• [What you are asked to do]: Render all of the material below as a numbered list with one line per item, skipping blank lines and leaving the pictures out.

• [Material]:
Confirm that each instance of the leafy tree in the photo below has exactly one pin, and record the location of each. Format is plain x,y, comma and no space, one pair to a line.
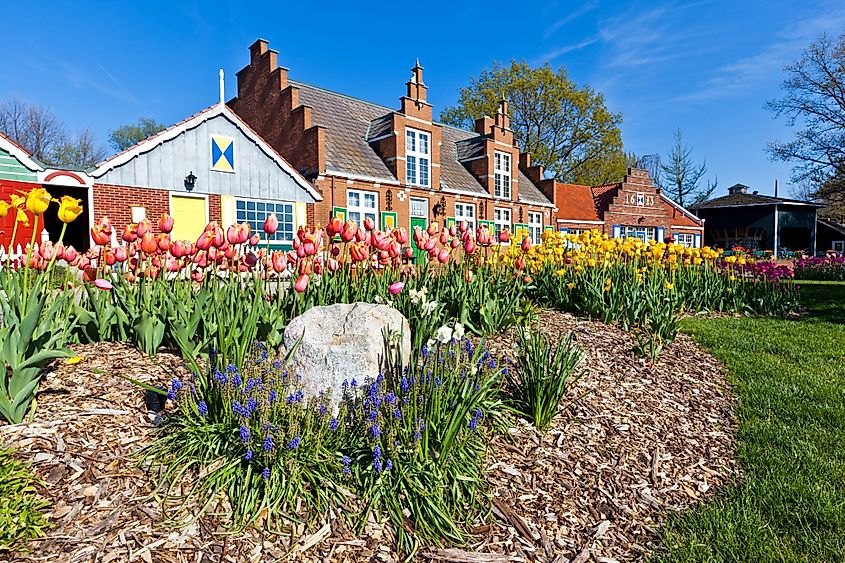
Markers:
80,152
681,177
814,103
131,134
566,128
33,127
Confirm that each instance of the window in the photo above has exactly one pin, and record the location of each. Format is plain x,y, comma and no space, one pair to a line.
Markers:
255,212
501,219
535,227
360,205
643,233
417,157
502,175
685,239
465,212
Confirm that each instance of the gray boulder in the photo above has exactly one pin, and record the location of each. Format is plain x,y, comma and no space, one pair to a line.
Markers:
343,342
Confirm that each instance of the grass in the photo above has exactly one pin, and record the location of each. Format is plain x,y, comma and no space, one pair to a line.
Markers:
21,517
789,375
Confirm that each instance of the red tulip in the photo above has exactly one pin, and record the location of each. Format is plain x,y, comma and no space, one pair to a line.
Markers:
143,227
396,288
165,224
271,224
130,233
301,283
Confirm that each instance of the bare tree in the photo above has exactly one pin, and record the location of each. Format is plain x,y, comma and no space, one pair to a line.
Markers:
681,177
814,103
81,151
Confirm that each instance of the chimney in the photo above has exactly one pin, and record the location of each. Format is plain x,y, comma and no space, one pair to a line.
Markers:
416,87
502,117
483,125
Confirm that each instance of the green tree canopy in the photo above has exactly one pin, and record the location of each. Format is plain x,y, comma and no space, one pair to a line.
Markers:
131,134
566,128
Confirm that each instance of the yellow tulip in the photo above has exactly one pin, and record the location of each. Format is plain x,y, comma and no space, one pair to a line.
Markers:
38,200
69,209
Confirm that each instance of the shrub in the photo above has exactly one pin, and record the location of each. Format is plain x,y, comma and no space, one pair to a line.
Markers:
544,374
409,443
21,517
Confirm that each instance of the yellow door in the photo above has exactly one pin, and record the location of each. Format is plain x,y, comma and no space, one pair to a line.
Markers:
189,217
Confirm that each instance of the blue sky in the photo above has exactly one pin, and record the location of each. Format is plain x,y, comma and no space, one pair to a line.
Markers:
707,67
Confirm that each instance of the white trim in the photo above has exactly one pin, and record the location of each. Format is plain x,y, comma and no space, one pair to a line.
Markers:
193,122
576,221
449,190
20,154
349,176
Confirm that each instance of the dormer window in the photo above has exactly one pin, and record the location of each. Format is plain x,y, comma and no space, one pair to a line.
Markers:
502,175
417,157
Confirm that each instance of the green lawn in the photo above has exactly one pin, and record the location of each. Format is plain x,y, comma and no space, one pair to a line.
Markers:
789,376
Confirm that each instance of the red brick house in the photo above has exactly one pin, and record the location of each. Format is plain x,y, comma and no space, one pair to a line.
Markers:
633,207
396,166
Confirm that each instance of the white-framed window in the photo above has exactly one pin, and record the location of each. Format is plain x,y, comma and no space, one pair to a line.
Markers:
501,220
360,205
645,234
685,239
255,212
417,157
535,227
502,175
465,212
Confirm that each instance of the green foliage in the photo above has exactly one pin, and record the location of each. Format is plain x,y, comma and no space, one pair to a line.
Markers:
788,504
32,334
566,128
131,134
544,375
409,444
21,517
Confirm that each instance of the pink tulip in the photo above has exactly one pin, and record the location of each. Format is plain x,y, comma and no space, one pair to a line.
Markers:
396,288
165,224
301,283
271,224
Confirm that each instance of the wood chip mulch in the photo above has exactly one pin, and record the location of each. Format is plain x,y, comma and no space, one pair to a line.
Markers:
640,442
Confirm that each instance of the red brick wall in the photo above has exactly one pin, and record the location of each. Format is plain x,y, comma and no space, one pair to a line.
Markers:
115,202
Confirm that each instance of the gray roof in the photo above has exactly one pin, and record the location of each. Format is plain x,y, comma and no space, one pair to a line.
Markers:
350,123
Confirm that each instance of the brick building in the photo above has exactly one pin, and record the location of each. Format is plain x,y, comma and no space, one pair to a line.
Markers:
396,166
633,207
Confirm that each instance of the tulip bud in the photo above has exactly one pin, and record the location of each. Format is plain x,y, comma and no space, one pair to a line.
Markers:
165,224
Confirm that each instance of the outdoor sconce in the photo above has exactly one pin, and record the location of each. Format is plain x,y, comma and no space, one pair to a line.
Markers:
190,181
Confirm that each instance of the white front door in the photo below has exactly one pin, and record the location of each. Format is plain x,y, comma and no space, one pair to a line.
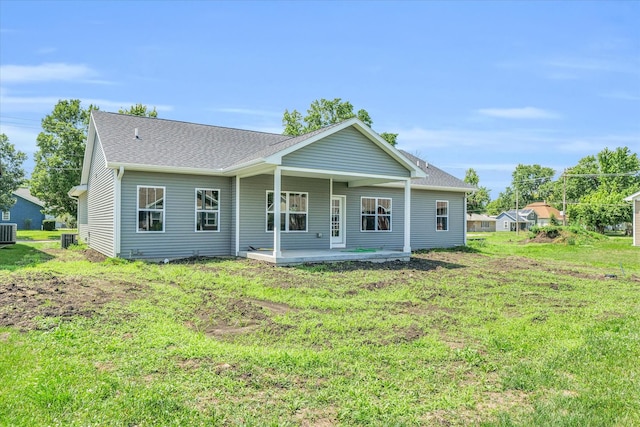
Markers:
338,238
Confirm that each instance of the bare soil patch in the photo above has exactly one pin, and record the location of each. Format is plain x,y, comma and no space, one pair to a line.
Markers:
26,298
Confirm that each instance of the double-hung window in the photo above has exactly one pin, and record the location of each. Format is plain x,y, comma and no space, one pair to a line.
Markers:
442,215
293,211
207,209
375,213
151,209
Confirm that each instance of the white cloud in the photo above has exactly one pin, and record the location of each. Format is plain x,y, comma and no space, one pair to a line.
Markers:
45,72
518,113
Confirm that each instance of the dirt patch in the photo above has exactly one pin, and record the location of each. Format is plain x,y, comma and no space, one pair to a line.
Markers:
237,316
24,299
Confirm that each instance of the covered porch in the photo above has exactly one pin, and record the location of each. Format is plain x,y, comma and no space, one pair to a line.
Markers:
302,256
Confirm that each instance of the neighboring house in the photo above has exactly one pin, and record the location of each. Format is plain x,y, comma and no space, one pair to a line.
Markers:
544,213
156,189
479,222
635,200
525,218
26,213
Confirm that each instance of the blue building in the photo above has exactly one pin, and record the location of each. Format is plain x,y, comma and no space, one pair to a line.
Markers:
27,211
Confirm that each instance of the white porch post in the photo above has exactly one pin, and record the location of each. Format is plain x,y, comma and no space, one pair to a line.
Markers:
464,224
407,216
277,189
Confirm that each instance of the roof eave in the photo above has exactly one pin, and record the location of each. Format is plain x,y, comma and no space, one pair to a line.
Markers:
163,169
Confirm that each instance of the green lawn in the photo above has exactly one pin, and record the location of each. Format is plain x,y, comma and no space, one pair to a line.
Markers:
36,235
500,333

• [Answer to the task]:
1. Confirm that each instance of the leafy tree in the photo below has exactly one pin, and record the location of each. Format is plain x,y, comma and no space, one pair to a line.
2. Markers:
3. 80,152
4. 681,177
5. 814,103
6. 131,134
7. 566,128
8. 33,127
9. Confirm that each instance of the window in the photo above has exactly one pin, and record the location of each. Format is plain x,y, comma and no space, one pair to a line.
10. Markers:
11. 255,212
12. 501,219
13. 535,227
14. 360,205
15. 643,233
16. 417,157
17. 502,175
18. 685,239
19. 465,212
20. Confirm that each instance of the gray boulder in the photo above has exactly one pin, and record the location of each. Format is plain x,y, comma and no space, one pair to a line.
21. Markers:
22. 343,342
23. Confirm that each instance of the grass in the photo above has exactly one pin, and record the location of each. Format is plain x,y, comma and no space, one pair to a line.
24. Markers:
25. 21,517
26. 789,375
27. Confirm that each instance of the red tulip in the photo above has exactly one pin, and record the location of each. Format is plain x,y, comma and no space, one pair to a line.
28. Markers:
29. 143,227
30. 396,288
31. 165,224
32. 271,224
33. 130,233
34. 301,283
35. Confirm that each instance of the bare tree in the photo above has exactly one pin, and record the location of each. Format is plain x,y, comma and no space, one pair to a line.
36. Markers:
37. 681,177
38. 814,103
39. 81,151
40. Confirm that each instance of the chimney in the photo above has exactly one pin, and record the location of each. Format is plain x,y, comma and no space, one pair to a line.
41. Markers:
42. 416,87
43. 502,117
44. 483,125
45. Confirm that each instance of the green tree canopy in the photo above has exactly one pin, and record the location of each. Format is plain x,y, comma and no space, one pair to a line.
46. Markers:
47. 131,134
48. 566,128
49. Confirm that each instance of the yellow tulip in the photo above has exactly one pin, and record the location of each. Format is plain x,y, comma and no space, one pair to a line.
50. Markers:
51. 38,200
52. 69,209
53. Confirm that each instance of the shrub in the photo above has exactly one pin, and record the location of each. Format is plain x,y, comma and no space, one pair to a line.
54. Markers:
55. 544,374
56. 409,443
57. 21,517
58. Confirm that each instance of the yellow door in the photo above has exactly one pin, and record the location of each. Format is plain x,y, comma and no space, one pair to a line.
59. Markers:
60. 189,217
61. Confirm that each instance of the blue sky in the photo above has exactly one pin, and record the location of each. Format is plain x,y, comma and no space, one pair to a line.
62. Markers:
63. 707,67
64. Confirm that each instance of the white trim in the photo above has exactly one pin, and record the location of each. Format is plain x,y, comma and no space, one pair to a line.
65. Markers:
66. 193,122
67. 576,221
68. 449,190
69. 20,154
70. 349,176
71. Confirm that each instance of the dormer window in the photo above has exactly one pin, and record the location of each. Format is plain x,y, comma and no space, one pair to a line.
72. Markers:
73. 502,175
74. 417,157
75. Confirm that each instance of the green lawn in the photo above has exactly one pin, and record the location of each. Format is plain x,y, comma and no space, one pair to a line.
76. Markers:
77. 789,376
78. Confirm that each instance of the red brick house in the photo above has exactly one pin, and record the location of each. Format is plain x,y, comma and no space, one pair to a line.
79. Markers:
80. 633,207
81. 396,166
82. Confirm that each instance of the white-framed window in the photo above has exactly one pin, and record the location of each. Format is plain x,y, comma and no space, one pair to a line.
83. Markers:
84. 501,220
85. 360,205
86. 645,234
87. 685,239
88. 255,212
89. 417,157
90. 535,227
91. 502,175
92. 465,212
93. Confirm that each instance of the green foliage in the photo above has exactly one pin, and record the location of each. Format is plain x,y, comma and no space, one pair to a line.
94. Markers:
95. 788,504
96. 32,334
97. 566,128
98. 131,134
99. 544,375
100. 409,444
101. 21,517
102. Confirm that each instance of the pink tulip in the photo above has exactly one pin, and record the location of each. Format is plain x,y, comma and no space, one pair to a line.
103. Markers:
104. 396,288
105. 165,224
106. 301,283
107. 271,224
108. Confirm that each instance of the wood chip mulch in the photo above has exactly one pin, and record the location of each. Format is plain x,y, comma and no space, one pair to a line.
109. Markers:
110. 640,442
111. Confirm that each instance of the red brick wall in the photo above has exactly one pin, and record the location of each. Format is plain x,y, comma and no space, one pair to a line.
112. Markers:
113. 115,202
114. Confirm that each instance of the gray roof in the photo above has exactly one pin, and record the location of each. Format is plain x,y, comma and no space, one pair to a line.
115. Markers:
116. 350,123
117. Confirm that each instance of the brick building in the photo above has exactly one pin, and record the location of each. Format is plain x,y, comma and no space, one pair to a line.
118. Markers:
119. 396,166
120. 633,207
121. Confirm that each instance of the tulip bud in the photo above has exactly one pin, and record the location of each. Format is plain x,y, comma and no space, one pair to a line.
122. Markers:
123. 165,224
124. Confirm that each instance of the outdoor sconce in the photo above has exactly one pin, and record the location of each. Format is plain x,y, comma and no space, one pair to a line.
125. Markers:
126. 190,181
127. Confirm that each instance of the white front door in the photo below has exactly one pin, and record the location of each. Format is plain x,y, comma and no space, one pair to a line.
128. Markers:
129. 338,238
130. Confirm that each instance of the bare soil patch in the photo above has exactly one pin, and record the location of each. Format is plain x,y, comma and no space, one pair to a line.
131. Markers:
132. 26,298
133. Confirm that each instance of the double-hung window in the photo above has exactly one pin, and record the location of each. Format is plain x,y, comma and no space, one pair to a line.
134. Markers:
135. 442,215
136. 293,211
137. 207,209
138. 375,213
139. 151,209
140. Confirm that each instance of the white cloud in the photo above has exactly one pin, and record the location of each. Format is plain x,y, comma and no space, one pair to a line.
141. Markers:
142. 45,72
143. 518,113
144. Confirm that each instance of the dirt patch in the photo above has exactly one pin, and record the location of each. Format is plain x,y, comma and no space, one pair to a line.
145. Markers:
146. 237,316
147. 24,299
148. Confirm that each instance of the covered porch in the photo above has exactly one pin, and record the location of each. Format is plain x,y, comma and no space, one pair to a line.
149. Markers:
150. 302,256
151. Confirm that each instance of the neighboring house in the photo above has exactly one pin, and record the location of each. Format is plain x,y, comma and no space, one pair to a line.
152. Markers:
153. 544,213
154. 156,189
155. 479,222
156. 635,200
157. 525,218
158. 26,213
159. Confirm that each instance of the blue building in the photo above has exactly one pin, and record the location of each. Format is plain x,y, comma and no space, one pair to a line.
160. Markers:
161. 27,211
162. Confirm that each instance of the white porch post in the photo above has exactly one pin, and record the location of each. Format is plain x,y, comma and no space, one pair to a line.
163. Markers:
164. 464,224
165. 407,216
166. 277,189
167. Confirm that each instance of the roof eave in the photo above has exactly one pin, and record the location of each. Format is plain x,y, comma and no space, one pair to a line.
168. Markers:
169. 163,169
170. Confirm that each instance of the green lawn in the photo above has exactly one pin, and record the location of each. Format is plain x,y, comma and no space, one pair to a line.
171. Markers:
172. 36,235
173. 500,333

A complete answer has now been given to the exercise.